* _Schriftliche Aufgabe 1_
Zeige jede Zeile der Einträge, in der die Zeichenfolge „parking“ vorkommt, wortgetreu an.

* _Seitentext_
- - - -

Ein Blick ins Archiv: Von Mollen und Erbsensuppe
Ein Blick ins Archiv: Von Mollen und Erbsensuppe

Berlin - Fußball, deftiges Essen und ein Bierchen - das ging für viele Menschen wohl schon immer gut zusammen. Im Hertha-Archiv findet sich ein kleiner Schatz, der dies auf ganz besondere Weise unterstreicht: Ein Heft des Gastronomie-Riesen Aschinger mit Fußballkarikaturen und -witzen aus den 1930er Jahren.
Doch wer oder was ist Aschinger? Angefangen hatte die Geschichte in Berlin ausgerechnet 1892, als eine erste "Bierquelle" von den Brüdern Aschinger in Mitte eröffnet wurde - mehr und mehr solcher Bierhallen kamen dazu, später auch Essensangebote. Aschinger entwickelte sich zu einer in der Hauptstadt legendären Gastronomie-Kette, die preisgünstig Bier und einfaches Essen anbot und sich so als Adresse vor allem für ärmere Bevölkerungsschichten etablierte. Besonders berühmt: Kartoffelsalat oder Erbsensuppe. Der Berliner Maler George Grosz erinnerte sich später: "Aschinger war eine Wohltat für hungrige Künstler. Man bestellte einen Teller Erbsensuppe, der kostete 30 Pfennig und war kein Teller sondern eine Terrine. Die Hauptsache aber war: man konnte dazu soviel Brot und Brötchen haben, wie man wollte. War der Brotkorb leer, so kam der Kellner von selbst und füllte nach (…) Was in unsere Taschen verschwand, wurde nicht beanstandet, man durfte es nur nicht so auffällig machen."
Vermutlich wird auch der ein oder andere Hertha-Anhänger in den damaligen Jahren vor oder nach dem Spiel in einem der über 30 Berliner Lokale vorbeigeschaut haben, schließlich fiel die Hochzeit von Aschinger genau in die erfolgreichsten Jahre von Hertha, in denen regelmäßig zehntausende zu den Spielen strömten.

- - - -

* _Erfasste Angaben_
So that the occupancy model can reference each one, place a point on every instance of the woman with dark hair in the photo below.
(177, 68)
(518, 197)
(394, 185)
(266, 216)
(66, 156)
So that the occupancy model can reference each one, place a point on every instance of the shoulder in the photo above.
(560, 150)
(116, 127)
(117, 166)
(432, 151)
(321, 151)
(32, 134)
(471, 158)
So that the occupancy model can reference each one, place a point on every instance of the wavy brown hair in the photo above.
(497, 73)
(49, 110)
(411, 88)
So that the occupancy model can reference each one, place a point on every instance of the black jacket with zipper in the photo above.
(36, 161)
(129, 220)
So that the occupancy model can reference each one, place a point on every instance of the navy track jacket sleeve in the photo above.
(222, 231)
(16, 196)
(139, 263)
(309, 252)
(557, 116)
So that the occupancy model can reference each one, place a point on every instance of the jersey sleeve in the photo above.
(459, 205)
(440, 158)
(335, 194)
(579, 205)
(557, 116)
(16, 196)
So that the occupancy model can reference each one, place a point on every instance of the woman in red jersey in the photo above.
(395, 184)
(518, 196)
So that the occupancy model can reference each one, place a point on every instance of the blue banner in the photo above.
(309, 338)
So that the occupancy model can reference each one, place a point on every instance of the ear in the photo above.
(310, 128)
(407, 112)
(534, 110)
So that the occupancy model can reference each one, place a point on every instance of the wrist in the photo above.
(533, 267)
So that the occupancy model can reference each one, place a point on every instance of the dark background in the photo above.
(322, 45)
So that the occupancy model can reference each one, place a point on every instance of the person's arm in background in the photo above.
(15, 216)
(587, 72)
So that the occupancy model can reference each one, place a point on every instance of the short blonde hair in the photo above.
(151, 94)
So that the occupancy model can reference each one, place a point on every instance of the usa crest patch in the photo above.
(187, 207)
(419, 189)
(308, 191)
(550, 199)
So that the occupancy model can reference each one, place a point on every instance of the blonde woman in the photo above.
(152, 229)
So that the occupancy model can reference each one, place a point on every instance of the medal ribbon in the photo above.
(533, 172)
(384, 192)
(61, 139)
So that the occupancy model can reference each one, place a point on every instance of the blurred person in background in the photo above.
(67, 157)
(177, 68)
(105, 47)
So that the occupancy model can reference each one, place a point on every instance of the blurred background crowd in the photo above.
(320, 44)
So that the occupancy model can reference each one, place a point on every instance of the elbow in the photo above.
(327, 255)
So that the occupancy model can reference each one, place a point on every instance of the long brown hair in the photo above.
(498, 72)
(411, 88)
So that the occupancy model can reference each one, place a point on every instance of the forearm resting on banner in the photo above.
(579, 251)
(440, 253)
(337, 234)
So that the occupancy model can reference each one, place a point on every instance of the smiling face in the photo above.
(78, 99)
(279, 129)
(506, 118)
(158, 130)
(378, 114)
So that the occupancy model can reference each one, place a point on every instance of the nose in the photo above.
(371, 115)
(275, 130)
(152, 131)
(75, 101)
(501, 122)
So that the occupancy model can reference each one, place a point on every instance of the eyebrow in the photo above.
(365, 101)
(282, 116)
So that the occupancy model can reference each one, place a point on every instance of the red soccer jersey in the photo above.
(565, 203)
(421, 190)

- - - -

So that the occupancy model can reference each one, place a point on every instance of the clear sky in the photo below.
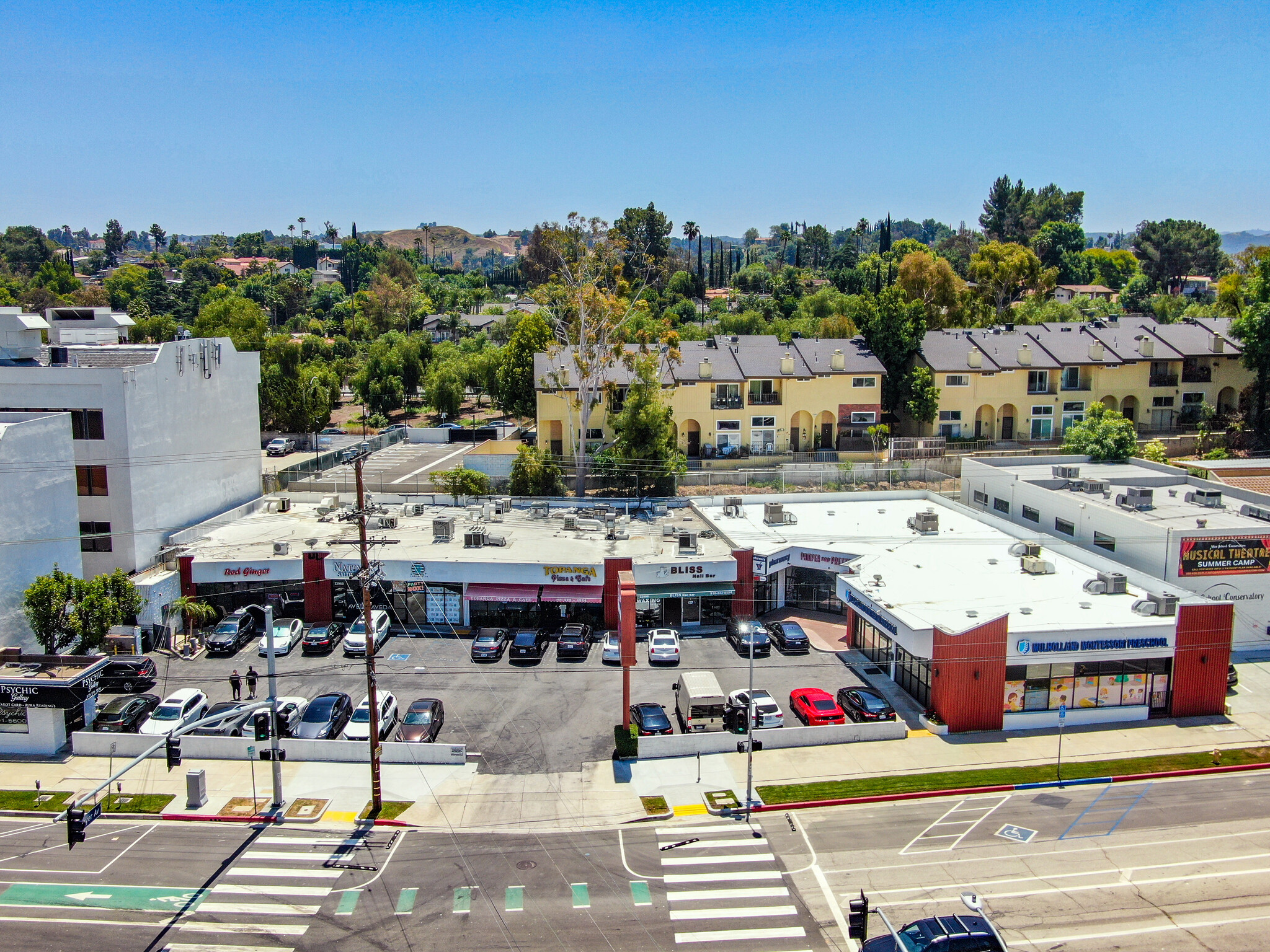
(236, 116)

- - - -

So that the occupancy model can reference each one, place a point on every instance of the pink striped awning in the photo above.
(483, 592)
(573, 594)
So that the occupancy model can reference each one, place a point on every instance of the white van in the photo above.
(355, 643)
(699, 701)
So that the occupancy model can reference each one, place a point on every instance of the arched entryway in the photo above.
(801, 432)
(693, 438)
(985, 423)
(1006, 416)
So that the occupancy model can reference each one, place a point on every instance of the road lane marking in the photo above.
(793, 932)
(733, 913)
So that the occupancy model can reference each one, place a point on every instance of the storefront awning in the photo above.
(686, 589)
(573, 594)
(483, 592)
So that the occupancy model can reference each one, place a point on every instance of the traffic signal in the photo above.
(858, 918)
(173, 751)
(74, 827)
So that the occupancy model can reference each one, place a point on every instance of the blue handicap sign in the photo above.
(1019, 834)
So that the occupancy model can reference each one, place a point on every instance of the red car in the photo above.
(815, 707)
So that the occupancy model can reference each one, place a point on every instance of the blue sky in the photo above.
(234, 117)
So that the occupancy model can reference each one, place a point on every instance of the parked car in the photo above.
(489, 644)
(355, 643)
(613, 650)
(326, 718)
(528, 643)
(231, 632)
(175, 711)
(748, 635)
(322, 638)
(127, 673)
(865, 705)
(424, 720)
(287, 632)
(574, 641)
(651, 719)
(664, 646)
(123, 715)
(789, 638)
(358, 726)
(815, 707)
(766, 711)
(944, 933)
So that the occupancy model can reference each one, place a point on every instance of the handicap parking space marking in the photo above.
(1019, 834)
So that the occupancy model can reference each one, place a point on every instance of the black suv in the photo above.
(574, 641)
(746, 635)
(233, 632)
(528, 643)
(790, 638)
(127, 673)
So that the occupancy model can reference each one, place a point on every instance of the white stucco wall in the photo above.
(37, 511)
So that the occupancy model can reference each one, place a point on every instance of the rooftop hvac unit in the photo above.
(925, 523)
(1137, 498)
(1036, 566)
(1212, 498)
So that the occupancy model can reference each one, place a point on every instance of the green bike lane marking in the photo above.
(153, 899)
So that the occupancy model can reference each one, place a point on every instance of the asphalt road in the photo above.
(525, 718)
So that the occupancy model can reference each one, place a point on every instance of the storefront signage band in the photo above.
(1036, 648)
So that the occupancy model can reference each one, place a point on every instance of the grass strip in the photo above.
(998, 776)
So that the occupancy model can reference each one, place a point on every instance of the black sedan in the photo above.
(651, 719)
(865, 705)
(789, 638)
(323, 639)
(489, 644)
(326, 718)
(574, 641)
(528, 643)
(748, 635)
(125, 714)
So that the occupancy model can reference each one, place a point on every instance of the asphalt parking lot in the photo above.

- - - -

* _Schriftliche Aufgabe 2_
Wie viel kostete laut dem Seitentext über Aschinger ein Teller Erbsensuppe in der Erinnerung von George Grosz?

* _Antwort zur Aufgabe 1_
So that the occupancy model can reference each one, place a point on every instance of the handicap parking space marking in the photo above.
So that the occupancy model can reference each one, place a point on every instance of the asphalt parking lot in the photo above.

* _Antwort zur Aufgabe 2_
30 Pfennig.